____ Records shown

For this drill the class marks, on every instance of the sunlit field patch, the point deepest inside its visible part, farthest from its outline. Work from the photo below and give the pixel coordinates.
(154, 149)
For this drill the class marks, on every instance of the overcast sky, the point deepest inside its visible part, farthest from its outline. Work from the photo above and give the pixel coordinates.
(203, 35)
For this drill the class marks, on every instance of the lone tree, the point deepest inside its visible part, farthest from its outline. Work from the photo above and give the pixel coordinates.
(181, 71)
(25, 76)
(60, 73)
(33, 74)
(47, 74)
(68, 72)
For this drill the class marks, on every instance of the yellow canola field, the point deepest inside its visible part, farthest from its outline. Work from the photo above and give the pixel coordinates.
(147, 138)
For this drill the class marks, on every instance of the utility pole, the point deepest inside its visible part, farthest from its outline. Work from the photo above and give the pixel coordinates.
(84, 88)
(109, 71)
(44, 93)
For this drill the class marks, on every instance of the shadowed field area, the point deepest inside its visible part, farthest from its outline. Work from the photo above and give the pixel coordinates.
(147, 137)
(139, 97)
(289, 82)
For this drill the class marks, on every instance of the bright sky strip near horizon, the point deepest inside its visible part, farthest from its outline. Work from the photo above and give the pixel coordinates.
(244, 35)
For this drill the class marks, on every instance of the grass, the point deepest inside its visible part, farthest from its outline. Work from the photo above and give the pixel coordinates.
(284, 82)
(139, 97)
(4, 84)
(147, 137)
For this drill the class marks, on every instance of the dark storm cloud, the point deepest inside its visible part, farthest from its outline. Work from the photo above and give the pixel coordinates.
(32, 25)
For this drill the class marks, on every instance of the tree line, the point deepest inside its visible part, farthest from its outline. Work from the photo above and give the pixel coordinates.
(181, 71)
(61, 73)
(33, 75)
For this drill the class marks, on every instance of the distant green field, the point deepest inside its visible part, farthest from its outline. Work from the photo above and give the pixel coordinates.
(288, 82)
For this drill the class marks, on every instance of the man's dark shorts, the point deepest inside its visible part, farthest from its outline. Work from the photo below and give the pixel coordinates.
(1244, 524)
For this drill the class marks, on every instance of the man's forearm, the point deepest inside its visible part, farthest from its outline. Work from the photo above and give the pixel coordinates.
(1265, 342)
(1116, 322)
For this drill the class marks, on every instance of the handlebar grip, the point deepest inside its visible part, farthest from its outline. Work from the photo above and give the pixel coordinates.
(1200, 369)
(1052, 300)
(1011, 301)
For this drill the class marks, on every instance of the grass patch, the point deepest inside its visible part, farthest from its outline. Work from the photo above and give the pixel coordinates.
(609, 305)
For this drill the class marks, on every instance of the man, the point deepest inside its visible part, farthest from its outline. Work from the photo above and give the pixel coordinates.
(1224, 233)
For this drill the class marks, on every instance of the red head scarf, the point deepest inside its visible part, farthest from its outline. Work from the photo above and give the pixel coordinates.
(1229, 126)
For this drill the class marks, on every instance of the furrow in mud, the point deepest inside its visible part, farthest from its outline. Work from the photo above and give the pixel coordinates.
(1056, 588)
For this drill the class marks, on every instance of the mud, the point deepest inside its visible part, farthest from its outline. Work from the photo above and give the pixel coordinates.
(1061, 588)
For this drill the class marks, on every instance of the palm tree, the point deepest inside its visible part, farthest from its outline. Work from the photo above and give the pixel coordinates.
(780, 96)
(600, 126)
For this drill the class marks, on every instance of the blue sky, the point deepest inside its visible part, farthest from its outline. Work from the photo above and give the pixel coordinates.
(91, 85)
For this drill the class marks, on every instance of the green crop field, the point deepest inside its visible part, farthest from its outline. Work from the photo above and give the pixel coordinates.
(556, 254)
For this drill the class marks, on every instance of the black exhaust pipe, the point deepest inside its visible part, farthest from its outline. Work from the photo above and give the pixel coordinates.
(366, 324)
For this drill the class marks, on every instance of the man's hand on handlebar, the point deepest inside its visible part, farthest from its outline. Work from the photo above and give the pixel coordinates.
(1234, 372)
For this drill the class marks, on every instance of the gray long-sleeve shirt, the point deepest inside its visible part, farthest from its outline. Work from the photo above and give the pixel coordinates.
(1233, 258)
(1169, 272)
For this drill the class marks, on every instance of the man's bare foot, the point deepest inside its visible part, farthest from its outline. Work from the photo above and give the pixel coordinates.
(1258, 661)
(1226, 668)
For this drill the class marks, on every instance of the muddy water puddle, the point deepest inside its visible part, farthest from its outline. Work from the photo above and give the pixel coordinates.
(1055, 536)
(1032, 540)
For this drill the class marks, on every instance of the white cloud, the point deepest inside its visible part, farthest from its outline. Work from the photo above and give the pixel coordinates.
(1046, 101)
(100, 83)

________

Exercise directions
Repeat the whole of the data above exactly as it appears.

Answer
For this drill the class marks, on every instance of the sunlit field patch, the point deepest inside its visible part, farthest from its outline. Work from the photo below and give the pixel coordinates.
(154, 149)
For this drill the class marks, on every instance of the overcast sky, the point deepest inside its visible part, farthest from its outline. Work from the photo above and give the pixel coordinates.
(203, 35)
For this drill the class marks, on every instance of the lone tree, the point deepest inside its visible part, farthest from its outline. Work from the photo above and give the pixel coordinates.
(181, 71)
(25, 76)
(60, 73)
(33, 74)
(47, 74)
(68, 72)
For this drill the class marks, on every instance of the yellow canola field, the point deepest inside its visible part, farthest from its outline. Work from the photo above and give the pixel coordinates.
(147, 138)
For this drill the class marks, on every instance of the utility pole, the point deepest inside its visible part, farthest from its outline. Work from the photo above and give the pixel coordinates.
(84, 88)
(109, 71)
(44, 93)
For this drill the class marks, on every instance of the shadowed field area, the point deepest inside its visible part, farthest from its outline. Work from the photo above and give the pixel coordinates.
(147, 137)
(139, 97)
(289, 82)
For this drill the class marks, on every instance of the bright sky strip near horizon, the point deepest inside its visible part, farthest from its outline. Work from the photo above and give the pixel coordinates.
(244, 35)
For this drill the class marks, on every instance of the grass, the point deepest inside its visible part, farthest from its outline. Work from the photo above and give the pixel coordinates.
(284, 82)
(139, 97)
(4, 84)
(147, 137)
For this drill the class marks, on every instance of the dark storm cloud, the point deepest inside its visible part, farthest from its outline. Work from the photo above and give the pixel coordinates.
(32, 25)
For this drill the class marks, on every instance of the tree line, the point deepest inside its visible part, farthest from its outline. Work from the photo above and give the pixel coordinates.
(181, 71)
(61, 73)
(33, 75)
For this drill the class marks, on every instance of the distant green field, the point deepest inside its visible part, farthest from its outline. Work from the photo above and give the pixel coordinates.
(288, 82)
For this drill the class marks, on every instance of the man's dark shorts, the point deepest inside its visible part, farthest from its outline. Work from the photo below and give the pixel coordinates.
(1244, 524)
For this drill the class marks, on every instance of the man's forearm, the point deepest inside its visible part, farthest from its outline. Work from the photo above and give the pixel coordinates.
(1265, 342)
(1116, 322)
For this drill the class marks, on every instance of the handlebar grip, the point deepest inside its visible part, farthest from its outline. Work from the photo above and give the pixel coordinates.
(1200, 369)
(1052, 300)
(1011, 301)
For this drill the class marks, on every instance of the grass patch, the point deepest inside its visible part, farthest from its outline. Work from the photo above and give the pixel coordinates.
(609, 305)
For this drill the class marks, on every instance of the man, the point deepest inside its visible part, farthest from its outline. Work from the photo above and give the pixel coordinates.
(1224, 233)
For this drill the class marks, on every instance of the red head scarf, the point deepest inside its visible part, farthest from its outline. Work from the photo above and give the pixel coordinates.
(1229, 126)
For this drill the class marks, on every instance of the furrow in mud, the point deepest inside its visible part, farthest from its outline. Work from the photo above and give the pixel coordinates.
(1056, 588)
For this drill the class marks, on every instance of the mud, the point deepest inside its visible part, farthest from its outline. Work from the photo above and give the pixel coordinates.
(1061, 588)
For this drill the class marks, on every instance of the palm tree, the point deepest inside its visible part, farthest from its outline. Work from the photo above and give the pixel coordinates.
(780, 96)
(600, 126)
For this drill the class marks, on every instance of the blue sky, the point deepest inside its visible part, farthest from its outline. Work from the photo above and give the pixel coordinates.
(91, 85)
For this drill the class marks, on every instance of the green crop field, the point deepest inside its visible part, farthest from its outline. Work from the photo above and give the pixel coordinates.
(556, 254)
For this drill the class marks, on every instance of the black exhaust pipe, the point deepest inside its visible part, farthest from its outline. Work from the photo above and give the pixel coordinates.
(366, 324)
For this drill the class marks, on every instance of the man's hand on handlebar, the point deepest inside its visible part, farthest from its outline. Work from the photo above and give the pixel coordinates.
(1234, 372)
For this drill the class marks, on every instance of the gray long-sleeve shirt, the point deepest inside its visible part, farthest from its outline. Work from the photo above and give the pixel coordinates.
(1233, 258)
(1169, 272)
For this drill the class marks, on every instance of the man's bare foot, the point deepest inside its visible part, farthest from its outline. Work from the photo above and give the pixel coordinates.
(1258, 661)
(1226, 668)
For this drill the class marks, on every instance of the muddy water puddle, the point deepest inside its visible part, farthest from its outline. Work from the photo above and give the pixel coordinates.
(1055, 536)
(1032, 540)
For this drill the class marks, on every instance of the white cloud, the point deepest inside its visible part, farthest from its outline. Work from the photo above and give the pixel coordinates.
(1046, 101)
(100, 83)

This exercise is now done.